He has appointed and outstanding leader, Birtukan, former opposition leader, spent many years in jail as his country's election commissioner. We need on the outside to provide the kind of technical and financial and advocacy support that she might need to put in place the architecture for running the country's elections. It will in fact be the first real serious elections in that country since the collapse of the Derg in the early 1990s. So it's important that we help do this.
Ethiopia is Africa's second most populous country behind Nigeria and it's important that we help democracy there. It's also a key and strategic state in the region bordering a number of other countries that will look to the success of what happens here. So we need to support.
Kenya, will have elections next year. It is important that there be a continuation in the improvement of the country's electoral agencies. The shadow of the flawed and failed and controversial and violent elections of 2007 and 2008 continue to be a shadow. The controversies associated with the last elections and court decisions there continue to hang over. It is important to continue to support civil society, support the electoral commission and work with the Kenyan government to ensure an outcome.
It appears very clearly that President Kenyatta wants to leave a positive legacy of progress, economically, politically and electorally. This will be a challenge but we should support the process moving forward. The features are still there.

◇ ◇ ◇ ◇ ◇

Translate this sentence from the passage on elections in Ethiopia and Kenya into Spanish: "Ethiopia is Africa's second most populous country behind Nigeria and it's important that we help democracy there."

_Data shown_:
◇ ◇ ◇ ◇ ◇

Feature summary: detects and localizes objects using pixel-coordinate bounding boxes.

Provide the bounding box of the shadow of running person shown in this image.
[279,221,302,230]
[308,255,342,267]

◇ ◇ ◇ ◇ ◇

_Written solution_: Etiopía es el segundo país más poblado de África, detrás de Nigeria, y es importante que ayudemos a la democracia allí.